> [Qué hacer]: Por favor, reescribe el tramo que va desde la línea que contiene "trace the outline of <item>green tree</item>" hasta el final de las líneas, ambos incluidos, y sustituye "even-odd" por "nonzero" sin cambiar nada más.
++++ Listado de datos
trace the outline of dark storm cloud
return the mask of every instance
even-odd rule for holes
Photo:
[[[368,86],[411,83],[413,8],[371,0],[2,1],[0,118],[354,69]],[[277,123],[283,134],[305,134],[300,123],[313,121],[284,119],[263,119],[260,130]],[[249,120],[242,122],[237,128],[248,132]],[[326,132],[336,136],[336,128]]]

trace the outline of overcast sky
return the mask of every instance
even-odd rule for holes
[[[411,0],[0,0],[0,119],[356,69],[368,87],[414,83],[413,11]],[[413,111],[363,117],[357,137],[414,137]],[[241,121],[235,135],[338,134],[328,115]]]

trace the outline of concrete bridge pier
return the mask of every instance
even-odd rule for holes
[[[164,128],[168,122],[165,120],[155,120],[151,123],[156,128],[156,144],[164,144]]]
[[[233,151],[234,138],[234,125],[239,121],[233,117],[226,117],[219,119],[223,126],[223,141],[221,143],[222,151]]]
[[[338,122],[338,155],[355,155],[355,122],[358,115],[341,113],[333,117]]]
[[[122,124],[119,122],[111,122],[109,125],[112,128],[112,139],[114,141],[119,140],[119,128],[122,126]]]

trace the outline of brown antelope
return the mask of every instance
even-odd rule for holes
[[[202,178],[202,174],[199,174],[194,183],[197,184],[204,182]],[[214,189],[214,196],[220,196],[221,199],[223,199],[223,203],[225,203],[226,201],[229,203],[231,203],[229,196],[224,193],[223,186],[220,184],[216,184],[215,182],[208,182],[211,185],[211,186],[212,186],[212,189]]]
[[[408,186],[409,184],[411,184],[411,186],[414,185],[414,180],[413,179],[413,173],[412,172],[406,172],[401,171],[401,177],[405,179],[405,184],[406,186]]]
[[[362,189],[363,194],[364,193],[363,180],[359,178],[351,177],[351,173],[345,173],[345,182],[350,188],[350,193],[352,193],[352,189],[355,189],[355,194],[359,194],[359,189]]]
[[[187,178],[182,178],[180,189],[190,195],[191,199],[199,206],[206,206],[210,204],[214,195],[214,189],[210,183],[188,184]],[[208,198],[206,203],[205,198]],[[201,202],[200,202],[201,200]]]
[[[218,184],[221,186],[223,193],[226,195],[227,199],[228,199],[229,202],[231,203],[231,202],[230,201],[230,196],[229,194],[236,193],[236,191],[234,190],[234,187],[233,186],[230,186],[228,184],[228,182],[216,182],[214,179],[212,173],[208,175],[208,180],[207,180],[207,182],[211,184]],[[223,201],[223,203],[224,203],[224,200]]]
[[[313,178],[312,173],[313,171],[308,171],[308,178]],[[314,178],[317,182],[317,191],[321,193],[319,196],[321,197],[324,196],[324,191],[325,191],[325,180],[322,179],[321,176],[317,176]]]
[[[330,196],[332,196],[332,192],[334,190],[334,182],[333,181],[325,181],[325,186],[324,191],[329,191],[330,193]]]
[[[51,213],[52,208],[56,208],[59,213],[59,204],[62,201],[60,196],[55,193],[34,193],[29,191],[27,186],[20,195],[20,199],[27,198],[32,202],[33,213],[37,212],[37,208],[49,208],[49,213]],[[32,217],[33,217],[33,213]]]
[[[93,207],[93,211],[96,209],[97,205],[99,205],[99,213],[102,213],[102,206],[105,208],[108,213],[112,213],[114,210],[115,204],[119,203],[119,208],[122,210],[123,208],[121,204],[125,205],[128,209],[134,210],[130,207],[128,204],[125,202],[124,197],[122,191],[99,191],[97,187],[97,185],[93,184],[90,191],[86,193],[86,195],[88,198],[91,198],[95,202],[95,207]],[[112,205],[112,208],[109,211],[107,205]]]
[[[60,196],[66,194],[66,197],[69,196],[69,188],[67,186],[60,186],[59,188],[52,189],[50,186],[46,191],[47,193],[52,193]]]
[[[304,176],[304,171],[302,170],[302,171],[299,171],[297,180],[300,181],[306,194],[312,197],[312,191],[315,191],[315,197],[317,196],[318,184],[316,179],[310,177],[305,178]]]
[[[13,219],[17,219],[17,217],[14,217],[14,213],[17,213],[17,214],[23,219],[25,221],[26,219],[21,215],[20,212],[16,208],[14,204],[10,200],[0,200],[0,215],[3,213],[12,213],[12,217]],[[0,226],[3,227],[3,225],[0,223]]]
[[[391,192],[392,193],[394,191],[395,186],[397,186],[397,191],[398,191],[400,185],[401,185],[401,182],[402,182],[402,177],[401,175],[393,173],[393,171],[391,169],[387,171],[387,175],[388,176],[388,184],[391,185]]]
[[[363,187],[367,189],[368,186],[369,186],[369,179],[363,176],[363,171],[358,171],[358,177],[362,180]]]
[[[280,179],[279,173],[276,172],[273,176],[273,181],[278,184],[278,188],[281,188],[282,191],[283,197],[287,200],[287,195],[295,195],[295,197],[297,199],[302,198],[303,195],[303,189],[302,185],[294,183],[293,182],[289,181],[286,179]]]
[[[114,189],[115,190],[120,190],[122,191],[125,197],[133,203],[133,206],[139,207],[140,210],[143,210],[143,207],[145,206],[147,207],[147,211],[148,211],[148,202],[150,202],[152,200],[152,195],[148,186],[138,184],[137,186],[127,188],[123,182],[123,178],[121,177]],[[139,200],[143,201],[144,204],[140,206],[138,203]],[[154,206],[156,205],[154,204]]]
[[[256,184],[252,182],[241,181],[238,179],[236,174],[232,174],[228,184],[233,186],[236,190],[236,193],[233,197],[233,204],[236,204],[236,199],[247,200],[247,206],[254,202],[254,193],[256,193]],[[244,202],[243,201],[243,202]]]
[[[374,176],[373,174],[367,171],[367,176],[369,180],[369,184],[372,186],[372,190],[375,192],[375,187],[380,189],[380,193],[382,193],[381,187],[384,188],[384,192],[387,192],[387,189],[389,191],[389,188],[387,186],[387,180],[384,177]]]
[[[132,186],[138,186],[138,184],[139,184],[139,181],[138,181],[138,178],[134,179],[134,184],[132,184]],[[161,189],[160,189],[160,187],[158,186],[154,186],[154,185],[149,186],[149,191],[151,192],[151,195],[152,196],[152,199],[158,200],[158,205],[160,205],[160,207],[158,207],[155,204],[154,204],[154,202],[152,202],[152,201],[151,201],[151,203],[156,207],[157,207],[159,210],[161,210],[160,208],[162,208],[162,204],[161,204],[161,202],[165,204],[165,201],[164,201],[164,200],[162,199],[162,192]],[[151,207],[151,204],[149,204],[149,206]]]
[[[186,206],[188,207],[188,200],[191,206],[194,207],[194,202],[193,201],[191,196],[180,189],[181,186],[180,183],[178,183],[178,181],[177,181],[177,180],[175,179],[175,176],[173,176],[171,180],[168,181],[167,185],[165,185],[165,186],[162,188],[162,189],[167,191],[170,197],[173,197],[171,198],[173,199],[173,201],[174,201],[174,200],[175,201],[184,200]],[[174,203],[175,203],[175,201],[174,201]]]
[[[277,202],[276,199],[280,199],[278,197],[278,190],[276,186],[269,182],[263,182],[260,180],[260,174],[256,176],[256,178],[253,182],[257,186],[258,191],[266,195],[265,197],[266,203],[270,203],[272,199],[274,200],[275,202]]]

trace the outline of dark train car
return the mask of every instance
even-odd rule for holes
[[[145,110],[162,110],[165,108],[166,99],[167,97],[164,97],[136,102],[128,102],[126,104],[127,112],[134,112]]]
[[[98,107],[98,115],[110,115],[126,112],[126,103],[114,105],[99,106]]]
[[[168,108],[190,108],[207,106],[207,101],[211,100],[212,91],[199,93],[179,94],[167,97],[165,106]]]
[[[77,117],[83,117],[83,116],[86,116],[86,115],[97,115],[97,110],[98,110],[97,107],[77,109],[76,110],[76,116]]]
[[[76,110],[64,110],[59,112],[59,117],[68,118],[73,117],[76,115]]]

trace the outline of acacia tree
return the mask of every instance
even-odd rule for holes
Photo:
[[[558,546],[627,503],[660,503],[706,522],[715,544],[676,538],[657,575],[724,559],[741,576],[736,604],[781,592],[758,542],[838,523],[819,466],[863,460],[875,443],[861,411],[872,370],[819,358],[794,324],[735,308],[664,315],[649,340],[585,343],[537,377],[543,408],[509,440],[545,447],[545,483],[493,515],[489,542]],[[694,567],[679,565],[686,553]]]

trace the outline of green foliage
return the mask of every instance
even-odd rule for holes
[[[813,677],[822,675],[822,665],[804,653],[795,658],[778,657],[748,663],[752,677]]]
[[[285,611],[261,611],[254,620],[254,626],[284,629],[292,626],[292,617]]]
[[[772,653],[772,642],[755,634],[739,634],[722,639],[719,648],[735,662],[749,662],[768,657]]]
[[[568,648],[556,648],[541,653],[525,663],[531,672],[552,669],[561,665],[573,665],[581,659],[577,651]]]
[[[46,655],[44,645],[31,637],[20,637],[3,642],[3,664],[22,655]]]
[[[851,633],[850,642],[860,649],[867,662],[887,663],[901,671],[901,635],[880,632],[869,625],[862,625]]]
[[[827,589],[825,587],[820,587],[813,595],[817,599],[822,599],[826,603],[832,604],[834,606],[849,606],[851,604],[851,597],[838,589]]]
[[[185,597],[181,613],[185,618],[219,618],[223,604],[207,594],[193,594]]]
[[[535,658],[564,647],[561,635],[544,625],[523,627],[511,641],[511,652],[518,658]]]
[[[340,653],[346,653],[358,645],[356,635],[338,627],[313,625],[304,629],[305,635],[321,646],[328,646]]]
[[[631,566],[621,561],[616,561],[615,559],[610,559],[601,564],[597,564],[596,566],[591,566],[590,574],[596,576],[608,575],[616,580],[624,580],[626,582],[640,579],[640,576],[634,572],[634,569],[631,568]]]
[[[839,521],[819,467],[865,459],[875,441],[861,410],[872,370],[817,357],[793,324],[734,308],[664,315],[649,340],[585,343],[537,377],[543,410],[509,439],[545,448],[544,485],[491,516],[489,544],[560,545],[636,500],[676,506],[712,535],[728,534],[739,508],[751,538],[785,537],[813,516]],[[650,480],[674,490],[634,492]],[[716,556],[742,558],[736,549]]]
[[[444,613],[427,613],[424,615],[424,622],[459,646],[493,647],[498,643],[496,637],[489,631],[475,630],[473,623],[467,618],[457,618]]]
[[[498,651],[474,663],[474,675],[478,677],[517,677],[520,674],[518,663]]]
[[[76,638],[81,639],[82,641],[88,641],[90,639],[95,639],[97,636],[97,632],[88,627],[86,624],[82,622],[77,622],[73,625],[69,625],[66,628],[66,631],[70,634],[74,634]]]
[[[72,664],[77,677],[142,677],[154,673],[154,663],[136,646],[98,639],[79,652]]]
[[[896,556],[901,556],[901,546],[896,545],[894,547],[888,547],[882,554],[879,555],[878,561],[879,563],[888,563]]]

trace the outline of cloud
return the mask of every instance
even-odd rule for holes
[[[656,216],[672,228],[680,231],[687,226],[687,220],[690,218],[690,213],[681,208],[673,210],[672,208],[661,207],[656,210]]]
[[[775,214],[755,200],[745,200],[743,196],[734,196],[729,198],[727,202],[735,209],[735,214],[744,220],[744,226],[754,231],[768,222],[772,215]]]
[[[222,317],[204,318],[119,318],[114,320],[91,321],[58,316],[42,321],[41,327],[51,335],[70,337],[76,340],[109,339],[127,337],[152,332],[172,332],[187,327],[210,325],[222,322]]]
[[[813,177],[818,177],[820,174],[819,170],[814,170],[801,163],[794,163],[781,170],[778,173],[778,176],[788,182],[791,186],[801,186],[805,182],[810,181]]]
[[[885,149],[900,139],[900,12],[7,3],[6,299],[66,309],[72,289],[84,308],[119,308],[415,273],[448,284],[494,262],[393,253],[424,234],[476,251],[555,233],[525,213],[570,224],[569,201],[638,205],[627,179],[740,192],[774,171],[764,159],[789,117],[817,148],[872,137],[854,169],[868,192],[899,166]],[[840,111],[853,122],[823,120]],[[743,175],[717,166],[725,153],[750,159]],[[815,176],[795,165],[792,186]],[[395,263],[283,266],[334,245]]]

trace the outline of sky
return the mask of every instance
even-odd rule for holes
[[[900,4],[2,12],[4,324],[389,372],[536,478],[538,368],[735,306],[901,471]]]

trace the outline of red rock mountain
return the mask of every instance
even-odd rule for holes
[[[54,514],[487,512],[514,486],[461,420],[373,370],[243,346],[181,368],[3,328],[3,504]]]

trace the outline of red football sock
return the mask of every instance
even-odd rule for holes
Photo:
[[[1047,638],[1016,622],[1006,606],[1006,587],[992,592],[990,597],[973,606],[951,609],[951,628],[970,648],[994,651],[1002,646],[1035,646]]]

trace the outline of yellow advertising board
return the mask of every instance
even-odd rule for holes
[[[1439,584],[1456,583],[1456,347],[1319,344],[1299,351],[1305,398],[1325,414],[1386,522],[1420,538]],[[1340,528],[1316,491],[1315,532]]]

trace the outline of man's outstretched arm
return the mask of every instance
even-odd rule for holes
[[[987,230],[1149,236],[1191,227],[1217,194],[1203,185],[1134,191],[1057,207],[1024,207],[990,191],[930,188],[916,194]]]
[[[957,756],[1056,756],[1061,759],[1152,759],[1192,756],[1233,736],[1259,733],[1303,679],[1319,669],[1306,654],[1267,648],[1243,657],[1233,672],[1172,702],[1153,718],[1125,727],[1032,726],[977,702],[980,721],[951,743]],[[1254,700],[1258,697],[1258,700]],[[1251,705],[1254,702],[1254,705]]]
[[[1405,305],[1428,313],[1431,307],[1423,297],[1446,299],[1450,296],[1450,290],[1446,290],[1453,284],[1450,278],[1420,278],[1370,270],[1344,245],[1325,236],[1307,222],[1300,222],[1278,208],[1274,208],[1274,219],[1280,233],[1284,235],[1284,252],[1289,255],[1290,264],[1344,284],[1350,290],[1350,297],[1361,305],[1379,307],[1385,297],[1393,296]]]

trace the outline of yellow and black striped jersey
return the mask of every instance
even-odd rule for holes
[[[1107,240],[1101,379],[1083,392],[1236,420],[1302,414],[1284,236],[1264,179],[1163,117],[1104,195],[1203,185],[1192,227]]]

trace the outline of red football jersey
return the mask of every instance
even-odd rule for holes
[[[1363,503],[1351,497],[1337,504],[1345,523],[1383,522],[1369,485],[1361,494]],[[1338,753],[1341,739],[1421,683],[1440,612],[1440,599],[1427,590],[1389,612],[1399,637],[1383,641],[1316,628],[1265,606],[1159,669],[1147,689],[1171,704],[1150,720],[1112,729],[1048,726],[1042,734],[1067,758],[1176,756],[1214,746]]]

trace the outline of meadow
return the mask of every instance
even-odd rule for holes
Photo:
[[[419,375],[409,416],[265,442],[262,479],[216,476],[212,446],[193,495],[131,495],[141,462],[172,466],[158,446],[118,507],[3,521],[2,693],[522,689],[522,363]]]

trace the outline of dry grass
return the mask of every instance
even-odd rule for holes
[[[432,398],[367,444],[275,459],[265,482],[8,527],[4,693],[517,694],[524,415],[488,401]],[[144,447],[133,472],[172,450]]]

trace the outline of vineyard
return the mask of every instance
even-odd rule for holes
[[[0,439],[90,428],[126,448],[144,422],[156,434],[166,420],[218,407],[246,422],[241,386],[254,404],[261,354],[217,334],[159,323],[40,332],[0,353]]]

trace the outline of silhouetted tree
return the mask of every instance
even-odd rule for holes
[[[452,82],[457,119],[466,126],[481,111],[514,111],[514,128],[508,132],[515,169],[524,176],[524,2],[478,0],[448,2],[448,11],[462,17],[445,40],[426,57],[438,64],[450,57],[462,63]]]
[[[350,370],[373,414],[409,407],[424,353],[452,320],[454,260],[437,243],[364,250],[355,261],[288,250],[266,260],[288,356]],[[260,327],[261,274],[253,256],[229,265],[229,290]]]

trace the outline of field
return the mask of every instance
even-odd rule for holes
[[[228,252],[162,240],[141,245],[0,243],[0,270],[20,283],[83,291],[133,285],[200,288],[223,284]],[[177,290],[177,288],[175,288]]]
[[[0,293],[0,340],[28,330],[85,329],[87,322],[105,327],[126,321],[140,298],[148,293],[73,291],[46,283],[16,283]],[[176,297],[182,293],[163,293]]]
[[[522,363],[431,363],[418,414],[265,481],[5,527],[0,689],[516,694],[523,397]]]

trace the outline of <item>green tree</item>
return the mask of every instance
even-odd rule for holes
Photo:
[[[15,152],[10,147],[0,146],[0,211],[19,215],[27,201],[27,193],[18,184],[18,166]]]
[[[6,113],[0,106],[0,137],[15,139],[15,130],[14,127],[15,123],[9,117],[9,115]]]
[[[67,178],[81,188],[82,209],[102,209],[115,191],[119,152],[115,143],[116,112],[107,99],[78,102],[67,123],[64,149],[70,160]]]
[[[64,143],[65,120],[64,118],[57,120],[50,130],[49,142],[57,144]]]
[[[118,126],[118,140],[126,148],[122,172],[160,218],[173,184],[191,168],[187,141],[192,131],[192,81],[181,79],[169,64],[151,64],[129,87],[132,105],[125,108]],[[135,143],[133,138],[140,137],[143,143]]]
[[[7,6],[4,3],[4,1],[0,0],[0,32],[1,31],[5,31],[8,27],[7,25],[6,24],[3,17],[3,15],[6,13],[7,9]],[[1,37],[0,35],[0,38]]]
++++++++
> [Resultado del ejercicio]:
trace the outline of <item>green tree</item>
return the mask of every instance
nonzero rule for holes
Photo:
[[[15,152],[10,147],[0,146],[0,211],[19,215],[27,201],[27,193],[18,184],[18,166]]]
[[[6,113],[0,106],[0,137],[15,139],[15,130],[14,127],[15,123],[9,117],[9,115]]]
[[[67,178],[81,188],[82,209],[102,209],[115,191],[119,152],[115,143],[116,112],[107,99],[78,102],[67,123],[64,149],[70,160]]]
[[[64,143],[65,120],[64,118],[57,120],[50,130],[49,142],[57,144]]]
[[[118,126],[118,140],[126,148],[122,172],[160,218],[173,184],[191,168],[187,141],[192,131],[192,81],[181,79],[169,64],[151,64],[129,87],[132,105],[125,108]],[[135,143],[133,138],[140,137],[143,143]]]
[[[7,6],[4,3],[4,1],[0,0],[0,32],[1,31],[5,31],[8,27],[7,25],[6,24],[3,17],[3,15],[6,13],[7,9]],[[1,37],[0,35],[0,38]]]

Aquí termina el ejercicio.